◆ Document segment
The visual observation of increasing separation between histograms (Fig. 8) can also be misleading, so we also generated receiver-operator curves (ROCs; Fig. 9) for all four combinations of alignment (BLASTZ and Smith-Waterman) and filtering methods [(s1–s2) and just (s1)]. In a ROC curve, the rate of false positives (FP/n) is shown on the x axis, and the rate of true positives (TP/n) is shown on the y axis. As the threshold for either (s1) or (s1–s2) is continuously lowered, both the false-positive and true-positive rates increase, tracing out the ROC curve.

The fraction of reads with an orthologous position is some unknown fraction q < 1.0; this forms a horizontal line at TP = q, indicating the best performance possible. If the alignment method performed perfectly, always giving the orthologous position (if there is one) as the top alignment, and every top-scoring alignment were accepted, then it would have a true-positive rate of (q) and a false-positive rate of (1 – q). In practice, every alignment has a true-positive rate of (p) and a false-positive rate of (1 – p), with p < q.

For a given performance p < q of the alignment method, perfect performance of the filtering method would mean that all of the correct alignments can be accepted without accepting any incorrect alignments. The ROC curve for the perfect filter would begin at (0, 0) when the threshold is so high that no alignments are accepted, rise to (FP = 0, TP = p) as the threshold is lowered and the correct alignments are all accepted, make a right-angled turn, and then, as the threshold is lowered further, continue horizontally to (FP = 1 – p, TP = p) as the incorrect alignments are also accepted.

In practice, we use the BLASTZ alignments with a cutoff of (s1–s2) > 3,000 for most of the analyses presented in the paper. Under these conditions, for example, P = 0.51 is the fraction of sequence reads for which the top BLASTZ alignment is correct. Before filtering, the false-positive and true-positive rates are (FP = 0.485 = 771/1,590; TP = 0.515 = 819/1,590), and after filtering by (s1–s2) > 3,000, the performance improves to (FP = 0.005 = 8/1,590; TP = 0.470 = 747/1,590).

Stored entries
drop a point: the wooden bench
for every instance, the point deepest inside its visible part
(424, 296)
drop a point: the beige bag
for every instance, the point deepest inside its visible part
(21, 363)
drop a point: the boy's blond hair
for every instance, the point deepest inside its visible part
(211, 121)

◆ Exercise brief
Continue the passage on ROC curves for read alignment and filtering, picking up after its last sentence.

◆ Exercise result
Heuristic Explanation. We propose a heuristic explanation for why the (s1–s2) filter is effective at determining whether the top alignment is correct. If a sequence read has an orthologous position in the human genome, then the score associated with its correct alignment is a random variable, depending on such things as the fraction of the bases in the read that have an ortholog in humans, whether there are any big insertions or deletions, and the local mutation rate. There is one such correct score associated with each sequence read. Each sequence read also has its own "background distribution" of scores for incorrect alignments. Different sequence reads have different background distributions, which may depend on repeat content, sequence complexity, and other factors.

The top-scoring alignment of a read will be correct if and only if the score of the true alignment exceeds the highest score from the background distribution. Now assume that a reasonable cutoff for the (s1–s2) filter is known. The only way that the (s1–s2) filter would discard a correct top alignment would be if the score of the true alignment was just barely larger than the best score from the background distribution, and there is no reason for this coincidence to occur. The score of the true alignment is more likely to be much larger or much smaller than the best score from the background distribution. Thus, the rejection of a correct top alignment is a rare event.

The only way that the (s1–s2) filter would accept an incorrect alignment would be if the top two extreme values from the background distribution were widely separated. However, it is a general property of extreme values from any distribution that the top two extreme values are very close, if enough samples are taken and the tails of the distribution are not exceedingly broad. Thus, the accepting of an incorrect top alignment is a rare event.